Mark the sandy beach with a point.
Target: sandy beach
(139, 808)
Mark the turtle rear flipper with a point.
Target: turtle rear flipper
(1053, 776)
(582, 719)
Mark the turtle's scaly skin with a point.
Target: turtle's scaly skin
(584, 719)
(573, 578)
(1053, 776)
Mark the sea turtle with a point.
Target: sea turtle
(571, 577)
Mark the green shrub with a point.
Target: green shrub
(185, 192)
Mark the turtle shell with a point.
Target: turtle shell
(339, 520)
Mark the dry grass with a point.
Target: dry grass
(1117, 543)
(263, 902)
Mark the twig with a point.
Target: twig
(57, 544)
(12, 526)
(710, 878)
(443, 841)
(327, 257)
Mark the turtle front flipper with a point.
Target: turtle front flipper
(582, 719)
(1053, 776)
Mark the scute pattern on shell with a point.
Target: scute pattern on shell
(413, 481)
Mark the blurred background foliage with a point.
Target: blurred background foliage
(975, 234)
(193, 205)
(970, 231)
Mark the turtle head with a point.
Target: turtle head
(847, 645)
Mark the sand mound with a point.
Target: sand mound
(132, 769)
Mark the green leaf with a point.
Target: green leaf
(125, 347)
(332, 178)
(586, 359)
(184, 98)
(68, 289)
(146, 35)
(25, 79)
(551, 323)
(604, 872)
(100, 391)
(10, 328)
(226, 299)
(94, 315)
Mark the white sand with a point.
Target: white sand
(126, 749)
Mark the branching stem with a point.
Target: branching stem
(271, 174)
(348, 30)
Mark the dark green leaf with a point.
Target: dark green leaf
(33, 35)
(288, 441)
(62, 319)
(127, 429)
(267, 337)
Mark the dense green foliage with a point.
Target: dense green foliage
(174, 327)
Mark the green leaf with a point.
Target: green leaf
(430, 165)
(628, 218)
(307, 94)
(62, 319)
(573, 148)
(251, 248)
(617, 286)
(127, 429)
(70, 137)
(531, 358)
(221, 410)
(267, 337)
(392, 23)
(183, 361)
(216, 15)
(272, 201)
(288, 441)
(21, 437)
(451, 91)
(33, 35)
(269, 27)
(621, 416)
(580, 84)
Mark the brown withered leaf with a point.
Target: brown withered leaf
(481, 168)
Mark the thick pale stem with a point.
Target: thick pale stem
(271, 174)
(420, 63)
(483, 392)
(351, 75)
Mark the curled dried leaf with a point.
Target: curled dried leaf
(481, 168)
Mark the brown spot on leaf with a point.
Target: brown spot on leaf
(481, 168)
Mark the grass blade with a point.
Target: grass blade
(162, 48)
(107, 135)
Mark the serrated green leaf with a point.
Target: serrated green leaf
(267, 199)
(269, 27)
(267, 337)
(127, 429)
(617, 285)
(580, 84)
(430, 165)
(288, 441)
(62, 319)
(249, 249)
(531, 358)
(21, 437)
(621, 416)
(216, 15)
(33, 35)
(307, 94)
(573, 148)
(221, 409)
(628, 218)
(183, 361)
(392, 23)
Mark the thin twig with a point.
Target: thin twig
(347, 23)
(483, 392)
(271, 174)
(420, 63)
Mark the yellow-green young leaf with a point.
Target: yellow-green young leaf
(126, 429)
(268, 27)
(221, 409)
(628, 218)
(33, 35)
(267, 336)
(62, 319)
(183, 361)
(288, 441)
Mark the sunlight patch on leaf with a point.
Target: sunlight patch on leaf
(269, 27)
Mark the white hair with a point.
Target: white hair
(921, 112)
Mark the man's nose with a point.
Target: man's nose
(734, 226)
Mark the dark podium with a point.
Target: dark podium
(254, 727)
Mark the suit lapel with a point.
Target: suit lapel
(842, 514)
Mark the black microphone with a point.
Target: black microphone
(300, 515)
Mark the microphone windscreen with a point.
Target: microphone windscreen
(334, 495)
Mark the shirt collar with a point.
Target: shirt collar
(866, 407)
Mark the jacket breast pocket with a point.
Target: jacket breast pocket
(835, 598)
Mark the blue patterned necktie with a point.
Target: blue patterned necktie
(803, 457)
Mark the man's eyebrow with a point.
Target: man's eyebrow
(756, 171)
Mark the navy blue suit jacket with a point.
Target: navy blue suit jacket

------------------------

* [ASSIGNED TASK]:
Retype the listing exactly. Leave nothing out.

* [TASK OUTPUT]:
Mark the sandy beach with a point.
Target: sandy beach
(139, 808)
Mark the turtle rear flipper with a point.
Target: turtle rear flipper
(1053, 776)
(582, 719)
Mark the turtle's scaly skin with a point.
Target: turtle's scaly skin
(584, 719)
(573, 578)
(1053, 776)
Mark the sea turtle with a point.
Target: sea turtle
(571, 577)
Mark the green shrub with a point.
Target: green shrub
(185, 192)
Mark the turtle shell with a point.
Target: turtle shell
(339, 520)
Mark the dry grass with a point.
Target: dry grass
(1117, 543)
(263, 902)
Mark the twig with a point.
Target: twig
(57, 544)
(12, 526)
(710, 878)
(443, 841)
(327, 257)
Mark the turtle front flipper with a point.
Target: turtle front flipper
(582, 719)
(1053, 776)
Mark the scute pattern on shell with a point.
Target: scute pattern on shell
(413, 481)
Mark the blurred background foliage with a point.
Target: blurred background foliage
(975, 234)
(193, 205)
(970, 231)
Mark the turtle head with a point.
Target: turtle head
(847, 645)
Mark the sand mound with a point.
Target: sand mound
(132, 769)
Mark the green leaf with a point.
Target: green leaf
(125, 347)
(332, 178)
(586, 359)
(184, 98)
(68, 289)
(146, 35)
(25, 79)
(551, 323)
(604, 872)
(100, 391)
(10, 328)
(226, 299)
(94, 315)
Mark the white sand with a point.
Target: white sand
(126, 749)
Mark the branching stem with a point.
Target: branching stem
(271, 174)
(348, 30)
Mark the dark green leaf with a point.
Target: dark green leaf
(33, 35)
(288, 441)
(62, 319)
(127, 429)
(267, 337)
Mark the dense green foliage with a point.
Target: dense green foliage
(174, 327)
Mark the green leaf with a point.
Target: green leaf
(430, 165)
(628, 218)
(307, 94)
(62, 319)
(573, 148)
(251, 248)
(617, 286)
(127, 429)
(70, 137)
(531, 358)
(221, 410)
(267, 337)
(392, 23)
(183, 361)
(216, 15)
(272, 201)
(288, 441)
(21, 437)
(451, 91)
(33, 35)
(269, 27)
(621, 416)
(580, 84)
Mark the brown withered leaf with a point.
Target: brown withered leaf
(481, 168)
Mark the thick pale stem with a point.
Target: thick pale stem
(271, 174)
(420, 63)
(483, 392)
(351, 75)
Mark the curled dried leaf with a point.
Target: curled dried leaf
(481, 168)
Mark the brown spot on leaf with a point.
Target: brown spot on leaf
(481, 168)
Mark the grass blade with a point.
Target: grass blade
(162, 48)
(107, 135)
Mark the serrated green leaf with a point.
Target: serrated green leaf
(267, 199)
(269, 27)
(267, 337)
(127, 429)
(617, 285)
(580, 84)
(430, 165)
(288, 441)
(62, 319)
(249, 249)
(531, 358)
(21, 437)
(621, 416)
(216, 15)
(33, 35)
(307, 94)
(573, 148)
(221, 409)
(628, 218)
(183, 361)
(392, 23)
Mark the thin twig with a point.
Target: thin twig
(347, 23)
(483, 392)
(271, 174)
(420, 63)
Mark the yellow-green young leaf with a point.
Target: yellow-green young leaf
(126, 429)
(268, 27)
(221, 409)
(628, 218)
(33, 35)
(267, 336)
(62, 319)
(183, 361)
(288, 441)
Mark the sunlight patch on leaf with a point.
Target: sunlight patch on leaf
(269, 27)
Mark the white hair with a point.
Target: white hair
(921, 112)
Mark the man's nose with a point.
Target: man's nose
(734, 226)
Mark the dark podium with a point.
Target: dark podium
(254, 727)
Mark the suit lapel with a point.
Target: suit lapel
(842, 514)
Mark the black microphone with a point.
Target: black microphone
(300, 515)
Mark the microphone windscreen with a point.
Target: microphone windscreen
(334, 495)
Mark the shirt collar with a point.
Target: shirt collar
(866, 407)
Mark the jacket breast pocket with a point.
Target: jacket breast pocket
(835, 598)
Mark the blue patterned necktie with a point.
Target: blue patterned necktie
(803, 457)
Mark the man's eyebrow with a point.
Target: man's eyebrow
(756, 171)
Mark the navy blue suit jacket with a point.
Target: navy blue suit jacket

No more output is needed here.